Challenges>
#1 Please list every person that the law firm discussion below mentions or addresses by name.
#2 Summarize the law firm discussion below in two sentences.

Passage>
---

It's so competitive that many graduates aren't too bothered which of these firms they join as long as one of them offers them a job.

Largely what Kamar said.  I'm senior associate with nudging 15 years PQE and I get a bit of a pay rise every year but nothing much more than inflation.  The firm is happy to have me around as I'm less expensive than a salaried partner but can be left to deal with pretty much anything without supervision and to some extent generate my own work.  Also spend a chunk of my time helping juniors with stuff they don't want to bother a partner with and the partners know that.

Picking up on what Foxbat said one of the partners I worked with as a trainee reckoned PI insurers should ask firms how often people work after midnight and increase their premium accordingly as many mistakes happen when people are working late and are busy and tired.

ebitda, it’s probably less about attracting graduates and more about retention. It costs a lot to train people so makes sense to keep them and poach good NQs from elsewhere.

If the US and MC halved NQ pay people wouldn’t stick around because the job is often crashingly dull. 

Crypto: this board is such a concentrated group it's easy to lose sight of what a tiny, tiny pool of people is being talked about. 

What's a magic circle firm annual trainee intake? 40? And that's the biggest around. That's like... how many people Deloitte will recruit just to do telecoms sector tax audit every year. 

The MC will undoubtedly find a way to muddle through in the short to medium term but the issue is that the lifestyle/package really isn't that attractive anymore (unless you are obsessed with making partner and are ok with having no life but you might as well be at a US firm then).

I agree with those saying "if you don't like it, leave" as that it was I intend to do. At rut end of the day, these days being at the MC seems to offer exceptionally awful hours without US level comp. Accordingly, it's better to bite the bullet and go to a US firm or take a pay cut and go somewhere with a general work-life balance.

Also, people are correct in that there will always be loads of graduates clamouring for trainee slots but that doesn't help MC firms if they lose loads of mid-level and senior associates as quality control and the issues highlighted above mean it's actually quite hard to find decent lateral replacements at that level. Also, losing up and coming people can trounce succession/continuity planning.

---

Recorded information>
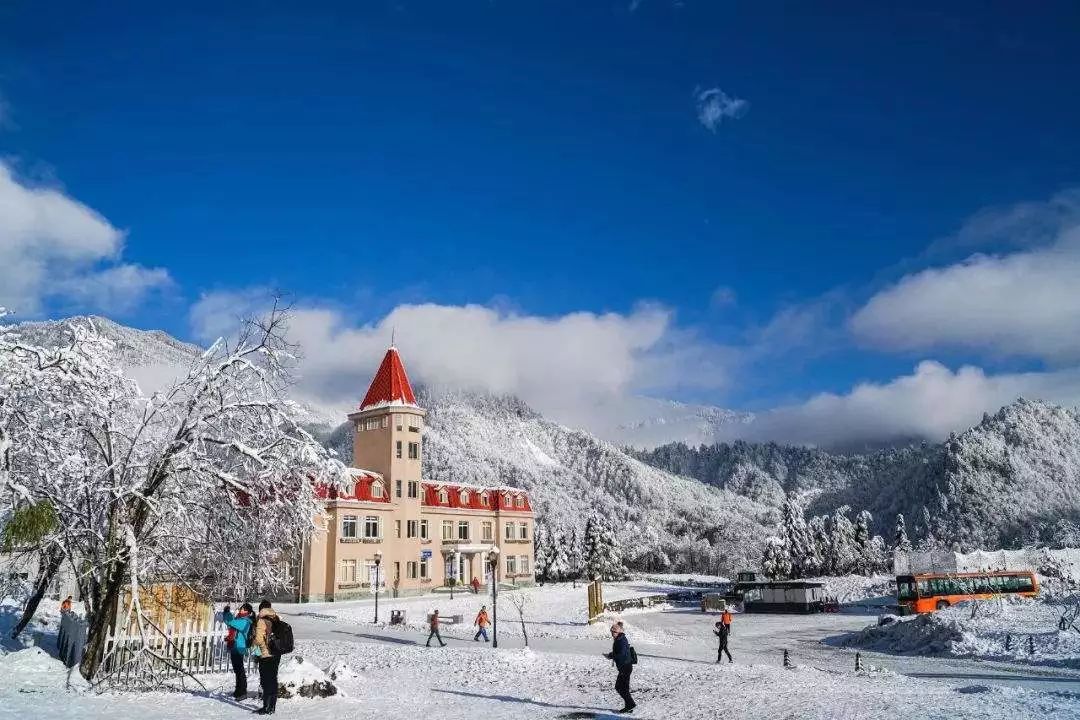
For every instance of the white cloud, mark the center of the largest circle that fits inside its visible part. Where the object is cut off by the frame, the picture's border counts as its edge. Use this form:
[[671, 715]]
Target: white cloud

---

Answers for the tasks>
#1 Kamar, Foxbat, ebitda, Crypto

#2 Although graduates will always compete for trainee places, magic circle firms face a retention problem: the work is often dull and the hours exceptionally awful, yet the pay falls short of US firms. Leaving for a US firm or taking a pay cut for better work-life balance is presented as the better choice, and losing mid-level and senior associates hurts the firms because decent lateral replacements are hard to find and succession planning suffers.